PASSAGE
▶
14. What steps he is taking to reduce NHS hospital indebtedness.
The national health service is forecasting a surplus for 2011-12, but the previous Government left a legacy of up to six hospital trusts whose private finance initiative payments are a risk to their financial sustainability and up to 24 trusts with such high levels of debt, following years of bail-outs, that they might not meet tests of their future financial sustainability. We are working with all of those to identify their individual needs so that we can help trusts to achieve consistent standards of quality and financial sustainability, and I will make an announcement on that later this year.
I thank my right hon. Friend for spelling out the appalling debt that some parts of the NHS inherited from the previous Government. Can he assure me and the House that this Government will deal with the root causes of hospital debt, rather than with the continuing bungs and bail-outs that the previous Government left?
My hon. Friend is absolutely right. We are determined to root out poor performance, by which I mean not only that we should deal with waste, inefficiencies and poor value for money in the NHS, but that we must identify where standards and quality of care are being met. Both are equally important, and one depends on the other. He will know from the Royal Berkshire NHS Foundation Trust how important it is to sustain finances and quality through foundation trust status. We are seeking to ensure that many NHS trusts reach foundation trust status, something that the previous Government failed to achieve and we aim to achieve.
◀
DATA SUPPLIED
▶
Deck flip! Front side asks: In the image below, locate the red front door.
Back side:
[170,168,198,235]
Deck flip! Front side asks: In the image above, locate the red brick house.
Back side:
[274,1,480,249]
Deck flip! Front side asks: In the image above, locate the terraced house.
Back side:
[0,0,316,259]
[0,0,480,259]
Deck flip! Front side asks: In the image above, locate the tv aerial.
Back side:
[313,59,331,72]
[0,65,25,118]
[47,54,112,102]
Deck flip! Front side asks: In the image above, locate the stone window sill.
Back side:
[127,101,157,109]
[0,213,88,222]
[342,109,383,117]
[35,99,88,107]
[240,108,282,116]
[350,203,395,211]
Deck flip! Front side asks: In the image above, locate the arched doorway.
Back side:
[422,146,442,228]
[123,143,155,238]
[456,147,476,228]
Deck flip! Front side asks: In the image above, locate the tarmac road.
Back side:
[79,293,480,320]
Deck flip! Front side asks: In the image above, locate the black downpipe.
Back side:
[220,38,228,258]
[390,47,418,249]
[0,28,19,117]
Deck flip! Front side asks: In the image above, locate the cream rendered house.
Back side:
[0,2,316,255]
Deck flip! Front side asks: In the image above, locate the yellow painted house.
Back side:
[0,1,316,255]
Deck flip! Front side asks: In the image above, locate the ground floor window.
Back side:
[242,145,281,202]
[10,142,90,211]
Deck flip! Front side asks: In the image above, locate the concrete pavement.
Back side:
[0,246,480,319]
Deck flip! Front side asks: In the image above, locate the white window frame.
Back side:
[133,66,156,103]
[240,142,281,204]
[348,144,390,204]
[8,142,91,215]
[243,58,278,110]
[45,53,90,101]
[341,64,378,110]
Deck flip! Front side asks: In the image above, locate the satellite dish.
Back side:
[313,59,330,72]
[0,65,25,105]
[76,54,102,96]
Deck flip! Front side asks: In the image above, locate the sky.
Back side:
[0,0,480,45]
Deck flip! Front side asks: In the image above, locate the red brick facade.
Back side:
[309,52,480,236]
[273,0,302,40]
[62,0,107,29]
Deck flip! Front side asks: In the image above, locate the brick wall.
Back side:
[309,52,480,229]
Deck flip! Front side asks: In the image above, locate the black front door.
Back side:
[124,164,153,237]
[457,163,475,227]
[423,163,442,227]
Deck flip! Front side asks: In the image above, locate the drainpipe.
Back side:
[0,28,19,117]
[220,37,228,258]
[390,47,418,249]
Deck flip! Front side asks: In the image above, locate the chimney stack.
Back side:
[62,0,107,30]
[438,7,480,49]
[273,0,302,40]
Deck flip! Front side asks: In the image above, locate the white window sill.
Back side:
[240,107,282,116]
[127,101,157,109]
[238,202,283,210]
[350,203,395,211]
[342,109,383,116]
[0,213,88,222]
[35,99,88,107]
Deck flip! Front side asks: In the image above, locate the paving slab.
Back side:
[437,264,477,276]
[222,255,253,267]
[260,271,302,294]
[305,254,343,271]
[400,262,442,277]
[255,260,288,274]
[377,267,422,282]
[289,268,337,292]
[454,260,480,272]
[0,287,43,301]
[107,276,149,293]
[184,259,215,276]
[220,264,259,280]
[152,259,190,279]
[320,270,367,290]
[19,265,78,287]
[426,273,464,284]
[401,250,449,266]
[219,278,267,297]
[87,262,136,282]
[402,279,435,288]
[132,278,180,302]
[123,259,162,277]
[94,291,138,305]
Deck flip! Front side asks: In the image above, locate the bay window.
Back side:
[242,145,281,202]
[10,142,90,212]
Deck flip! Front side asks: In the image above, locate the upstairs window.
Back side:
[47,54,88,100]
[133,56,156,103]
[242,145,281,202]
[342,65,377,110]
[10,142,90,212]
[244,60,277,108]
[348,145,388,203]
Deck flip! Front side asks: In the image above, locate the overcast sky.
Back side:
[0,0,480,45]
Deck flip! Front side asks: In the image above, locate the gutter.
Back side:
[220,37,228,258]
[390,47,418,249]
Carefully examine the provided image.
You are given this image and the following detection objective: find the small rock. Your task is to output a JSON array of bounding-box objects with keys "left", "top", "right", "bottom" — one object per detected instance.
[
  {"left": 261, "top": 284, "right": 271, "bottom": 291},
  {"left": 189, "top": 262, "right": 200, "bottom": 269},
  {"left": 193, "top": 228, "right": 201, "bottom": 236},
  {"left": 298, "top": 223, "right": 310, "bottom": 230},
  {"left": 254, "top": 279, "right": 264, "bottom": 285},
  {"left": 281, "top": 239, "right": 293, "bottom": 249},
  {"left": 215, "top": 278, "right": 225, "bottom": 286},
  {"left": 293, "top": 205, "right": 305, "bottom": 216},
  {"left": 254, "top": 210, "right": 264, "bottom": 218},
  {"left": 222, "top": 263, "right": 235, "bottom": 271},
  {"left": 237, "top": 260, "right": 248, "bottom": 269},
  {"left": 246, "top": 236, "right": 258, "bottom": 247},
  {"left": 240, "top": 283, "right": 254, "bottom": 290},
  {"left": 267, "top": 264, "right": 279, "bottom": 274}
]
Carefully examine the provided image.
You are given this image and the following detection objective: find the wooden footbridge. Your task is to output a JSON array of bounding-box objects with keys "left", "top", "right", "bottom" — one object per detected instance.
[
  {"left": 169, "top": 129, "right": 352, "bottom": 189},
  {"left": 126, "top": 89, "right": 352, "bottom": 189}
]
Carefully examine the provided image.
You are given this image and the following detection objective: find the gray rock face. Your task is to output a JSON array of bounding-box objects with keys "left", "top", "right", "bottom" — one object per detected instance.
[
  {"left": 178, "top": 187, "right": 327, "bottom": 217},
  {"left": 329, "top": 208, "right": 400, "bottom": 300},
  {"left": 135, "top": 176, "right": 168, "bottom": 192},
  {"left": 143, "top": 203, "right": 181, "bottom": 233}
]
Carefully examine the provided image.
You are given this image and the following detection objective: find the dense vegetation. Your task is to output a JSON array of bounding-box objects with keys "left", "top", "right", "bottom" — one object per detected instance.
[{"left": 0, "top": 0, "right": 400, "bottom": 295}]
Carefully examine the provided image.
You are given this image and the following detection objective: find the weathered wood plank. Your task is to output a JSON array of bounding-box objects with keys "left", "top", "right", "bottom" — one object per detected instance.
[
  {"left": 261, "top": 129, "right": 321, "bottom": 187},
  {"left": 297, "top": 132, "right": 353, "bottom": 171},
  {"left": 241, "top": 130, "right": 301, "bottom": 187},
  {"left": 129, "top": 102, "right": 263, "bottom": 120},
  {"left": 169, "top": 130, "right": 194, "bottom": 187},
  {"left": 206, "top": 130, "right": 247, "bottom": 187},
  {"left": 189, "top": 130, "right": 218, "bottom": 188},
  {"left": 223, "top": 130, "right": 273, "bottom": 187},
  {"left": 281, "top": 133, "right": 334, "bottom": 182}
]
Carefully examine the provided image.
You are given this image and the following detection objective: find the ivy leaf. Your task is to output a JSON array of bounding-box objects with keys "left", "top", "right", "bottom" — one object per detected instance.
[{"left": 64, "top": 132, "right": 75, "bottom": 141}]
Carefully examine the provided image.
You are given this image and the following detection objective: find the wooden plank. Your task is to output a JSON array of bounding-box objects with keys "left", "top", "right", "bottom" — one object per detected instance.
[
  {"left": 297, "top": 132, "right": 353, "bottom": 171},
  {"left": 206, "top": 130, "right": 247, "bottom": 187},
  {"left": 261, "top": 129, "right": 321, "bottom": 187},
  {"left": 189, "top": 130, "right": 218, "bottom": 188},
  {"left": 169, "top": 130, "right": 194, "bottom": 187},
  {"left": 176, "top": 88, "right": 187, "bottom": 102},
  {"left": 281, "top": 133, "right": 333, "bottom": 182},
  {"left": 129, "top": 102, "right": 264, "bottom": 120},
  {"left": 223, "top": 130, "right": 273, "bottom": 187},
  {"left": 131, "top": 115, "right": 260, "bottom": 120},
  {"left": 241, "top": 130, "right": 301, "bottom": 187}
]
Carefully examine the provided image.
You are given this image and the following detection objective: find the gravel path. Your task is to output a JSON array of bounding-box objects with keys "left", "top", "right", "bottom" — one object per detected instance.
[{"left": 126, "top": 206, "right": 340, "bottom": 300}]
◀
THINGS TO DO
a. Answer these questions from the exchange on NHS hospital debt.
(i) What financial result is the national health service forecasting for 2011-12?
(ii) Up to how many hospital trusts have private finance initiative payments that put their financial sustainability at risk?
(iii) Which trust is cited to show the importance of sustaining finances and quality through foundation trust status?
b. Pick up the parliamentary exchange on NHS hospital debt after its final sentence and carry it forward.

ANSWERS FOR THE EXERCISE
a.
(i) A surplus.
(ii) Up to six.
(iii) The Royal Berkshire NHS Foundation Trust.

b.
I made no decision contrary to the advice of the Advisory Committee on Resource Allocation. If the hon. Lady cares to look at the increase in revenue allocations to primary care trusts across the country, she will see that many of the lowest allocations are in richer areas and the highest are in the most needy areas.
T8. Last week, a survey found that 80% of people want more choice in how and where they are treated. Does that not show that the Government are absolutely right to press on with modernising the NHS?
Yes, it was absolutely clear that the public wanted choice of treatment. That is one of the reasons that we have published some of the patient decision aids for the first time, and we will continue to do more. People want a choice in the consultant-led team that will provide their treatment, and in the hospital where that will happen. In the past few weeks, we have set out the details of how we are going to give patients the choice that they seek.